TASK MATERIAL:

[start]

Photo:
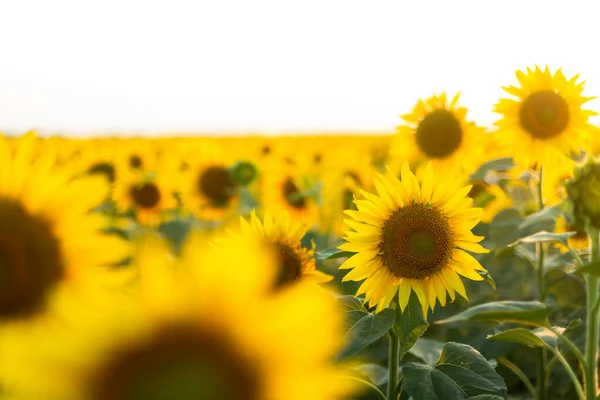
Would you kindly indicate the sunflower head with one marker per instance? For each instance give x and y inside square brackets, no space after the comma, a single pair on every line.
[412,236]
[437,130]
[546,124]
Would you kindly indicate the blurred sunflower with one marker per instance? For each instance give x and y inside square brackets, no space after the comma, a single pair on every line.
[209,190]
[412,238]
[546,125]
[172,342]
[48,238]
[148,195]
[439,132]
[284,190]
[294,261]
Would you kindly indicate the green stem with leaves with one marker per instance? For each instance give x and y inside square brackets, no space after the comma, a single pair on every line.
[591,346]
[394,360]
[542,353]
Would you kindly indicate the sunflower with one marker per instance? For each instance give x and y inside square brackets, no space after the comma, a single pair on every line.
[546,124]
[148,195]
[294,261]
[285,190]
[195,329]
[209,190]
[439,132]
[48,238]
[412,238]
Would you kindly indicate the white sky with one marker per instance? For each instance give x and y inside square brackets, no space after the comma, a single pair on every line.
[81,67]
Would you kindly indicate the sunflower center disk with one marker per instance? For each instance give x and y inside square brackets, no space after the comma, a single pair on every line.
[293,195]
[544,114]
[290,266]
[439,134]
[417,242]
[146,195]
[30,261]
[216,184]
[178,363]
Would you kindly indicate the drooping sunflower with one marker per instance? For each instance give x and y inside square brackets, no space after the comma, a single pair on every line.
[412,237]
[438,131]
[209,190]
[48,238]
[294,261]
[190,332]
[286,190]
[147,195]
[546,124]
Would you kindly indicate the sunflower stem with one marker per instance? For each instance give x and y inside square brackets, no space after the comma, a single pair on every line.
[393,364]
[542,353]
[591,346]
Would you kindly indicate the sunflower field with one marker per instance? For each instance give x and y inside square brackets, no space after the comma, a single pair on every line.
[446,261]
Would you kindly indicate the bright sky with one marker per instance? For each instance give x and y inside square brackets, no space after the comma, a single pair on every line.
[251,66]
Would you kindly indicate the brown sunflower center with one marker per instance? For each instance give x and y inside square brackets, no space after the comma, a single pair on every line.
[216,184]
[544,114]
[293,195]
[146,195]
[290,265]
[179,363]
[30,261]
[417,241]
[135,162]
[439,134]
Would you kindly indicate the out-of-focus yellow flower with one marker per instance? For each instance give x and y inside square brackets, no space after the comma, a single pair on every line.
[438,131]
[412,237]
[546,124]
[195,328]
[294,261]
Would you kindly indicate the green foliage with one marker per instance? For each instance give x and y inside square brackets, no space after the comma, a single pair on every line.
[460,373]
[525,312]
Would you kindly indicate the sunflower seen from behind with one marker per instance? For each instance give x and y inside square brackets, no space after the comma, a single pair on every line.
[412,237]
[437,130]
[546,124]
[283,236]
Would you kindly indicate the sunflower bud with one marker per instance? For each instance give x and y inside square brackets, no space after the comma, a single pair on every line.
[584,195]
[243,173]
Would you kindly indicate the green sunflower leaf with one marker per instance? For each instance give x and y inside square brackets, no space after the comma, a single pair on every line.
[410,324]
[460,373]
[540,337]
[364,329]
[544,236]
[525,312]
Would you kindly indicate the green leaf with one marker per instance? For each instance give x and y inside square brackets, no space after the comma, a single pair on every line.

[end]

AIM:
Format the lines above as a JSON list of strings, one string per line and blank lines omitted, starting at the line containing "Would you kindly indicate the green sunflower" and continuing through the last line.

EXERCISE OUTPUT:
[
  "Would you kindly indicate the green sunflower leaf with one marker per instance? For each instance give x and y inside square brackets, no space after the comma, a single pair on every line.",
  "[410,324]",
  "[460,373]",
  "[540,337]",
  "[364,329]",
  "[544,236]",
  "[525,312]",
  "Would you kindly indicate the green leaf with one marker per instance? For each instance give x and y inside square brackets, no space after the comma, a single pair on every line."
]